ZADANIE
Proszę podjąć tekst o kontuzji obrońcy Jagiellonii Białystok i dopisać jego dalszy ciąg, zaczynając po ostatnim zdaniu.

UDOSTĘPNIONY TEKST
Alarm w Jagiellonii. Defensor opuszcza zgrupowanie i wraca do Polski
Piłkarze Dumy Podlasia przygotowują się do drugiej części sezonu. Białostoccy zawodnicy szlifują formę w Turcji, ale nie wszystkim będzie dane ukończyć zagraniczny obóz w zdrowiu. Z gry wypadł bowiem Adrian Dieguez, który doznał kontuzji i tym samym jego dalszy pobyt w Belek jest wykluczony.
Jagiellonia Białystok
Złe wieści napłynęły we wtorek (14.01) z tureckiego Belek, gdzie Jagiellonia przygotowuje się do wiosennej części sezonu 2024/2025. Otóż białostocki klub poinformował, że urazu doznał Adrian Dieguez, czyli podstawowy defensor Dumy Podlasia.

PRZEKAZANE INFORMACJE
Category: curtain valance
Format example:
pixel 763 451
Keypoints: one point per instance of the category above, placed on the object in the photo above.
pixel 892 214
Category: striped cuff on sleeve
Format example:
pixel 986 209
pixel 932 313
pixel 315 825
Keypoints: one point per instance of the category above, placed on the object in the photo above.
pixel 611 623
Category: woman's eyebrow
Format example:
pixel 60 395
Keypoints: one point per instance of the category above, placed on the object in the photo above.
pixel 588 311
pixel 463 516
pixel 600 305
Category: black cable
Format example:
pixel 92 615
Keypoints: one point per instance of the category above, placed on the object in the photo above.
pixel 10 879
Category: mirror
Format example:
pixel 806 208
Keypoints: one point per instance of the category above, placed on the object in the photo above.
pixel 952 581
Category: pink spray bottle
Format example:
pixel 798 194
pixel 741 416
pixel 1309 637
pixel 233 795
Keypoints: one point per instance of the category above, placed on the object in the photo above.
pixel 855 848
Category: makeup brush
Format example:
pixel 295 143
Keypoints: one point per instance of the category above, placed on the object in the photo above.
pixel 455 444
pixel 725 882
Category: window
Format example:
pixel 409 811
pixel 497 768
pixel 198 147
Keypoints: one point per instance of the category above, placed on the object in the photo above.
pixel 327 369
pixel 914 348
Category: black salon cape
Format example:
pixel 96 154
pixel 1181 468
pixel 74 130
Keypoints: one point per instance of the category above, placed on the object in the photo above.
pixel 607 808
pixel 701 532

ODPOWIEDŹ
- Adrian Dieguez wraca do Polski. Hiszpański obrońca podczas jednego z treningów nabawił się urazu, który sprawił, że nie był w stanie kontynuować przygotowań wraz z zespołem w tureckim Belek. Środkowy defensor Jagiellonii wraca do Białegostoku, aby przejść pogłębioną diagnostykę - czytamy w komunikacie mistrzów Polski.
Problemy zdrowotne Diegueza oznaczają, że Jagiellonia została w zasadzie z dwoma stoperami. Do dyspozycji Adriana Siemieńca są tylko Mateusz Skrzypczak oraz Dusan Stojinović, bo inny środkowy obrońca - Jetmir Haliti - w zimowym okienku transferowym odszedł do Mlady Boleslav. W Turcji przebywa też wprawdzie Dimitrios Retsos, lecz jest to defensor, który do tej pory grywał zaledwie w III-ligowych rezerwach Dumy Podlasia.